=== Prompt ===
Reproduce the items starting at the line containing "Locate the microphone" and ending at the line containing "x=835 y=544", substituting "mic stand" for "microphone stand" and changing nothing else. Leave the pictures out of your copy.

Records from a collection
- - -
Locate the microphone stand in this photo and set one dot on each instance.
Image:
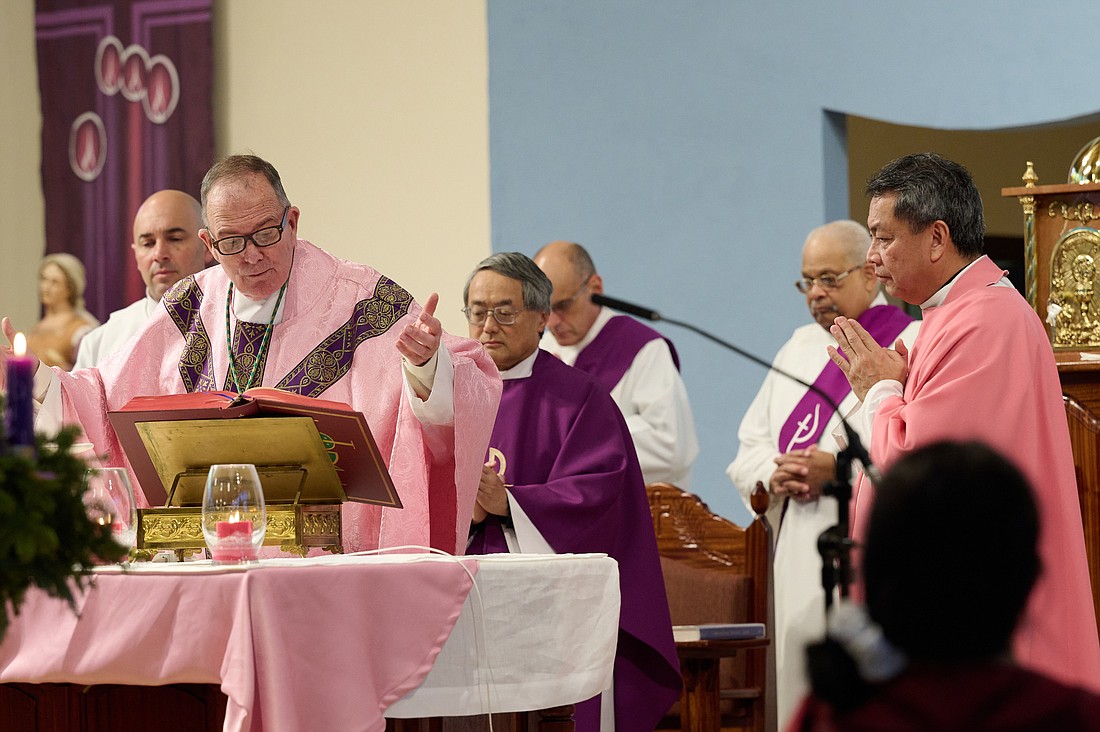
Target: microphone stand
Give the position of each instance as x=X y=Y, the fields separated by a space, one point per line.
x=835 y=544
- - -
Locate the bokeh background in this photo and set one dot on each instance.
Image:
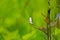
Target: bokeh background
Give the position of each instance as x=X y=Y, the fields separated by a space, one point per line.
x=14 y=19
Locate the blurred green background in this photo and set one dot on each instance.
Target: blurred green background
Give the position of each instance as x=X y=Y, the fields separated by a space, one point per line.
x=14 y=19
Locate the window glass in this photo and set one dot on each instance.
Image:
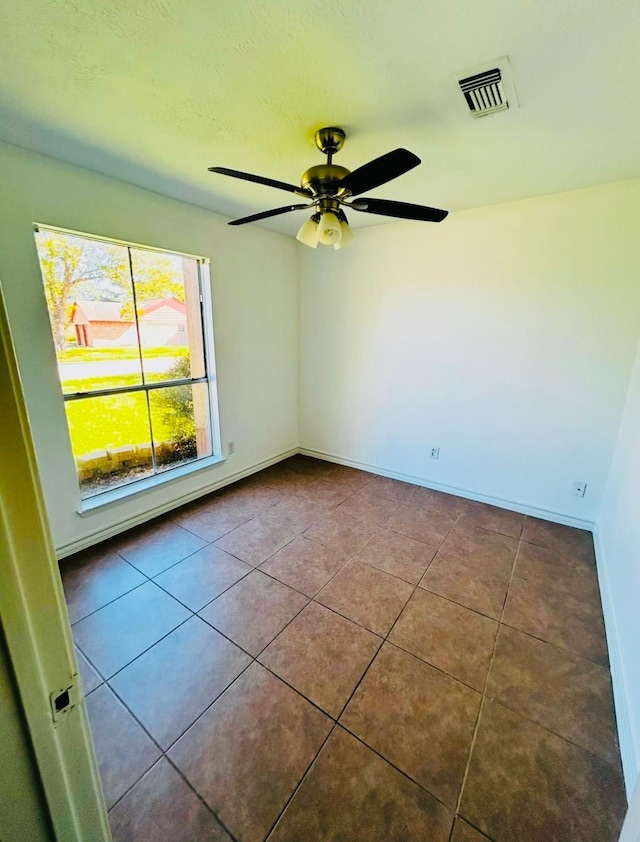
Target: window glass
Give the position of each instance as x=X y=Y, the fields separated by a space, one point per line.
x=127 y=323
- - -
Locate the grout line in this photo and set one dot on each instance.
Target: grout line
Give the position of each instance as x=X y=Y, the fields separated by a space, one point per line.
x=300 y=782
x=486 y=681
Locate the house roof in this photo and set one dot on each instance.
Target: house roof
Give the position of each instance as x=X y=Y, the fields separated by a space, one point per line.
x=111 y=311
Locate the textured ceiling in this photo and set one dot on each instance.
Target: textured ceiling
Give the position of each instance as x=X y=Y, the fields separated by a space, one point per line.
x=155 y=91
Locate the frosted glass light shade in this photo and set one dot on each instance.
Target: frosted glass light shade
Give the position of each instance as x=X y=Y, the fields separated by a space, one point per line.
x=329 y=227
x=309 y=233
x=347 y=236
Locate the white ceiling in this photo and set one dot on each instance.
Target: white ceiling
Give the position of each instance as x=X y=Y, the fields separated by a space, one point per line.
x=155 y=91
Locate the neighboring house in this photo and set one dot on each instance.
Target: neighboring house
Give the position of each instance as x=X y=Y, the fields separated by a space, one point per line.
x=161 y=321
- - -
=== Result of the exercise ===
Locate the mic stand in this photo and set one dot on each instance.
Image:
Target: mic stand
Give the position of each instance as x=X y=Y, the fields separated by a space, one point per line.
x=835 y=544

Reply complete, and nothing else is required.